### Record extracts:
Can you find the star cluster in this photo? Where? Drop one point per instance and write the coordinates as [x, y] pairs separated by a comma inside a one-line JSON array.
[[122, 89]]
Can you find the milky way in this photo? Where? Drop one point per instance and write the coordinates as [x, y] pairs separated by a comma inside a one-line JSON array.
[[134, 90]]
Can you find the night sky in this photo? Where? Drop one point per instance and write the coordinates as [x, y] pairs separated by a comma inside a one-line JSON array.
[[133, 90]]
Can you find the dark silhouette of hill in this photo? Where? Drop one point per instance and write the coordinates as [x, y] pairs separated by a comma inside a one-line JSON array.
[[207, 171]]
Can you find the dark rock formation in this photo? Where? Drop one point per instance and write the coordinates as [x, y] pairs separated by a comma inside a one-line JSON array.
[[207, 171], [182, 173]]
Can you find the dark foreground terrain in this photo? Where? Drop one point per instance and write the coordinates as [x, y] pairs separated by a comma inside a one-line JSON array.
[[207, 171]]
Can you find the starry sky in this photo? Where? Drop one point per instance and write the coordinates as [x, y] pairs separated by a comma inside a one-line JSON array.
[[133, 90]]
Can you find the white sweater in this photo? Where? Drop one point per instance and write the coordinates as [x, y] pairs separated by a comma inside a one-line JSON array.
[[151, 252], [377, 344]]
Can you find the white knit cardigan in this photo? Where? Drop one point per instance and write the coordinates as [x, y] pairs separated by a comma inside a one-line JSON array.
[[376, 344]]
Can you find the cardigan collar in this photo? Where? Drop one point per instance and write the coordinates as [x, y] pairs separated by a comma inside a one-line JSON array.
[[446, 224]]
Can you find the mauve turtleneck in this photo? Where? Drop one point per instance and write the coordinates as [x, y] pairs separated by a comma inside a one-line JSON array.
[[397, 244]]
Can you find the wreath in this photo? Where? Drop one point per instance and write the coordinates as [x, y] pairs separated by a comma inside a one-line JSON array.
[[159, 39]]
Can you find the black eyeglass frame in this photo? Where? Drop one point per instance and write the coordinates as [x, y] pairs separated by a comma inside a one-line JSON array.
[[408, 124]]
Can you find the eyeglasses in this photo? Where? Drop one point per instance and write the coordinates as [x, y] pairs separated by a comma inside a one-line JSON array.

### Task:
Write the data out again in full. Match it word for word.

### Your response:
Can you find the star cluster in this photo? Where? Drop one point per instance and write the coordinates as [x, y] pairs separated by a comma inside a one-line JSON array.
[[122, 89]]
Can you find the milky way in this photo? Where? Drop one point per instance and write the coordinates as [x, y] pairs separated by a comma inside a one-line JSON array.
[[134, 90]]
Can you find the night sky in this photo? Where? Drop one point per instance and write the coordinates as [x, y] pairs separated by a comma inside a one-line JSON array.
[[133, 90]]
Can you find the dark silhouette of hill in this photo? Where? Drop one point per instance and write the coordinates as [x, y] pairs separated by a comma inside a one-line JSON array.
[[207, 171]]
Can you find the dark rock formation in this photo? Where? Drop one point per instance and write the coordinates as [x, y] pairs separated by a comma inside a one-line JSON array.
[[207, 171], [182, 173]]
Can you find the dark foreground terrain in this photo? Where? Drop one point per instance and write the coordinates as [x, y] pairs separated by a comma inside a one-line JSON array.
[[207, 171]]
Can you find the starry sky in this photo? Where? Drop one point per instance and write the coordinates as [x, y] pairs separated by a comma inside a one-line JSON array.
[[133, 90]]
Can you find the white sweater in this photo? Where? Drop one point per instance and write the coordinates as [x, y] pairs separated by a comma inside a one-line JSON array.
[[151, 252], [377, 344]]
Can you find the white knit cardigan in this photo? Where? Drop one point per instance and write the coordinates as [x, y] pairs separated by a comma inside a one-line JSON array.
[[376, 344]]
Can you find the cardigan collar in this photo? Where? Drop one point per instance and write the coordinates as [x, y] pairs separated by a comma inside a one-line JSON array.
[[446, 224]]
Can you find the mauve turtleneck in this photo? Where? Drop one point per instance and write the coordinates as [x, y] pairs separated by a comma inside a one-line JSON array.
[[397, 244]]
Can you find the wreath in this photo? Where? Drop one point per instance and write the coordinates as [x, y] pairs separated by a comma inside a one-line JSON array.
[[159, 39]]
Can you find the black eyeglass frame in this photo? Where? Drop one point per instance and write the coordinates as [x, y] pairs separated by a comma inside a one-line JSON array.
[[408, 124]]
Can you find the eyeglasses in this photo? Where? Drop one point per instance and write the coordinates as [x, y] pairs separated by a comma inside a one-line JSON array.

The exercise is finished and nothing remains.